### [Task instructions]
Your response should give back each record exactly, word for word.

BEGIN

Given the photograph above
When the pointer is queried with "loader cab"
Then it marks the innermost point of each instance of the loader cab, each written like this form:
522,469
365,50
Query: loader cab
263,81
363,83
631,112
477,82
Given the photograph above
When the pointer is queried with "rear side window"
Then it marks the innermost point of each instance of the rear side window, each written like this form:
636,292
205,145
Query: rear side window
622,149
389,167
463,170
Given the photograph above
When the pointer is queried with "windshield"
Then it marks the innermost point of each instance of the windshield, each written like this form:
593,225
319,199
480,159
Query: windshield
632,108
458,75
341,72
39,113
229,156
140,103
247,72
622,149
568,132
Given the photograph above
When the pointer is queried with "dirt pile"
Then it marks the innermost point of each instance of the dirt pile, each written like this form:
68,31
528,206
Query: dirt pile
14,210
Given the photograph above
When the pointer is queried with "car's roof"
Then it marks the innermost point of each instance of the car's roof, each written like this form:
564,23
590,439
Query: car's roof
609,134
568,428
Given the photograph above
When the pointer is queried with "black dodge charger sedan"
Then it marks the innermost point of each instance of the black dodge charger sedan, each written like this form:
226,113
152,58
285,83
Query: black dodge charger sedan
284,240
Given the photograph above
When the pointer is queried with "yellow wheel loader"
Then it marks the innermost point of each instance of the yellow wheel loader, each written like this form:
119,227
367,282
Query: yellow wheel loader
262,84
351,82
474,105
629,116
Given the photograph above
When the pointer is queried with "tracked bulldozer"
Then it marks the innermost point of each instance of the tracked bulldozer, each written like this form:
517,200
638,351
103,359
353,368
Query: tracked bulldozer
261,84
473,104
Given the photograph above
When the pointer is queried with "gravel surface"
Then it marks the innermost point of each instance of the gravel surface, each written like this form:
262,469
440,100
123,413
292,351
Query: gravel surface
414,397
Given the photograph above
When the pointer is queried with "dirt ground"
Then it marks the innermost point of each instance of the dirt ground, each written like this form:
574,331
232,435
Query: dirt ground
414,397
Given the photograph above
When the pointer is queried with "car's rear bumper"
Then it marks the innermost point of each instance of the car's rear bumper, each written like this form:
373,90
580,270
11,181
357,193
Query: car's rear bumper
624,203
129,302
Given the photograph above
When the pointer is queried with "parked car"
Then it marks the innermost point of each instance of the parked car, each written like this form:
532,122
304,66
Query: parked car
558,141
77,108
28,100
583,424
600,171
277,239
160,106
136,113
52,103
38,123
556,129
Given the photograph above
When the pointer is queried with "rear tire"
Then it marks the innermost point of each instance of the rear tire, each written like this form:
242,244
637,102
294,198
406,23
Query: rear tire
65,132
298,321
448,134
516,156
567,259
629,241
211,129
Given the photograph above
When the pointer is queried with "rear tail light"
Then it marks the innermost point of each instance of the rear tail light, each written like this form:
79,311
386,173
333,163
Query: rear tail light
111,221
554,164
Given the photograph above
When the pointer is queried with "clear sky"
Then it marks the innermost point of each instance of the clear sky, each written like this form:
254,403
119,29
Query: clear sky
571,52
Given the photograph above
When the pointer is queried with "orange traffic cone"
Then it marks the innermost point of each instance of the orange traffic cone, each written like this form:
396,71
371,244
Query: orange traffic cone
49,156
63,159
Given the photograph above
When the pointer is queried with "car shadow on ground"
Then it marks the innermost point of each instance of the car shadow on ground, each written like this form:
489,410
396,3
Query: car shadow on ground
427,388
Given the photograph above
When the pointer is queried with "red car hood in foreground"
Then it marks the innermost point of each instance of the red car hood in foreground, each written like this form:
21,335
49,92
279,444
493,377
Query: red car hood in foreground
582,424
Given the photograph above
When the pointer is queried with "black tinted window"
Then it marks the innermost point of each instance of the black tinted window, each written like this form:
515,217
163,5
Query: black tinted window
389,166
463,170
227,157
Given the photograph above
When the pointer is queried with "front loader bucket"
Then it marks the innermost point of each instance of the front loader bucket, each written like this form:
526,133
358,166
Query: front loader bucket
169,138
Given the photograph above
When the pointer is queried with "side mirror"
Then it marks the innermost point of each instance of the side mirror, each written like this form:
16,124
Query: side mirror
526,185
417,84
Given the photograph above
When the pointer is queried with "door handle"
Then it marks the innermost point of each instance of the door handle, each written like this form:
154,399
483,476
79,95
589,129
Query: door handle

END

### [Task answer]
Given the photograph above
When the pointer is queried with "loader cab"
Then it marks the innermost point of each instance of the loader cab, each written like this form:
522,469
365,50
Query: loader cab
263,81
363,83
631,112
477,82
Given the photograph above
When the pointer is queried with "rear side window"
Then it marks the innermost point of each instance of the rear side window, each written like this form:
636,292
205,145
Query: rear side window
622,149
389,167
463,170
Given the photograph above
When the pointer is queried with "windshield"
Then it marks the innermost point of each instance of the windshield, each written like this form:
593,225
319,199
480,159
Query: windshield
632,108
458,75
341,72
39,113
229,156
140,103
247,72
622,149
568,132
Given the photograph above
When the pointer is queried with "dirt pile"
Then it marks the innermost point of each instance of the dirt pile, each written like this form:
68,31
528,206
Query: dirt pile
14,210
Given the photograph above
When the pointer is queried with "car's roof"
Then it marks the innermost point of each instance of the car's roof, each written like this form:
564,23
590,439
Query: car's roof
609,134
568,428
Given the photograph above
When the pointer is queried with "black dodge charger sedan"
Then it marks the innermost point of each instance of the black dodge charger sedan, each written like this form:
226,113
152,58
285,83
Query: black dodge charger sedan
284,240
Given the photograph above
When the pointer is queried with "yellow wheel loader"
Then it marks the innermost point of each instance of the yellow wheel loader, each written like this form:
119,227
367,282
Query: yellow wheel loader
262,84
351,82
474,105
629,116
Given the photograph above
When the pointer is queried with "tracked bulldozer"
Then it marks the innermost point of each instance of the tracked bulldozer, each written like this form:
517,200
638,351
103,359
353,368
Query: tracked bulldozer
261,84
473,104
Given the photograph above
When the pointer is queried with "gravel surface"
Then it marks the innermost point of each instance of the gravel surface, each written like this form:
262,469
440,100
123,413
292,351
Query: gravel surface
414,397
Given the photograph above
When the pointer is queried with "dirt ground"
Then it marks the innermost point of each instance of the dirt ground, each written like this form:
574,331
232,435
Query: dirt ground
414,397
Given the photograph above
When the pointer is queried with "car's rear bumper"
Then it marks the innermost point of each instance of the car's rear bumper, each written like this form:
373,90
580,270
11,181
357,193
Query: car's rear bumper
624,203
129,302
Given the photograph above
When the pointer is queried with "parked car"
Then it marks the innermost point of each instance of the parked car, each written like this form:
532,122
304,66
Query: parked car
558,141
77,108
28,100
583,424
600,171
277,239
160,106
136,113
52,103
38,123
556,129
Given the photograph above
When the pointer is queried with "rear tire"
Then it marks the innermost point of each instance of the rear tire, each written like this form:
242,244
637,102
294,198
406,23
Query: rear tire
65,132
298,321
448,134
516,156
567,259
629,241
211,129
Given the photograph above
When the pointer is queried with "rear tail light"
Then it marks the innermost point of each instance of the rear tail light, each written like this form:
79,311
386,173
333,163
Query: rear tail light
111,221
554,164
Given the photograph above
When the pointer is queried with "clear sky"
Then it marks the innermost point of each instance of the clear sky, each written like this form:
254,403
119,29
Query: clear sky
571,52
Given the photograph above
When the pointer is queried with "orange traffic cone"
Then it marks the innermost point of each instance of the orange traffic cone, each written like this form:
396,71
371,244
Query: orange traffic cone
49,156
63,159
Given the photograph above
When the pointer is queried with "car shadow on ground"
Then it marks the innermost point of each instance of the car shadow on ground, each written like this form:
489,410
396,3
Query: car shadow on ground
427,388
Given the photograph above
When the pointer is queried with "red car hood in foreground"
Then it marks the innermost point of each instance of the red car hood in foreground, each written like this form:
21,335
49,92
279,444
493,377
Query: red car hood in foreground
582,424
Given the photograph above
When the pointer is queried with "black tinted window"
Then it marks the innermost point of each instance of the black tinted window, each written like this form:
515,217
163,5
Query: black tinted window
389,166
463,170
227,157
Given the photograph above
When the pointer is queried with "front loader bucket"
Then it marks the innermost point of each instance of the front loader bucket, each written like this form:
526,133
358,166
Query: front loader bucket
169,138
Given the photograph above
When the pointer is queried with "side mirror"
Then it marks the innermost point of each instance of the side mirror, each written like this form:
16,124
Query: side mirror
526,185
417,84
Given the photograph above
When the pointer is queried with "door handle"
Then it marks the innermost point of each instance of the door handle, each written like this form:
154,399
483,476
79,95
589,129
Query: door handle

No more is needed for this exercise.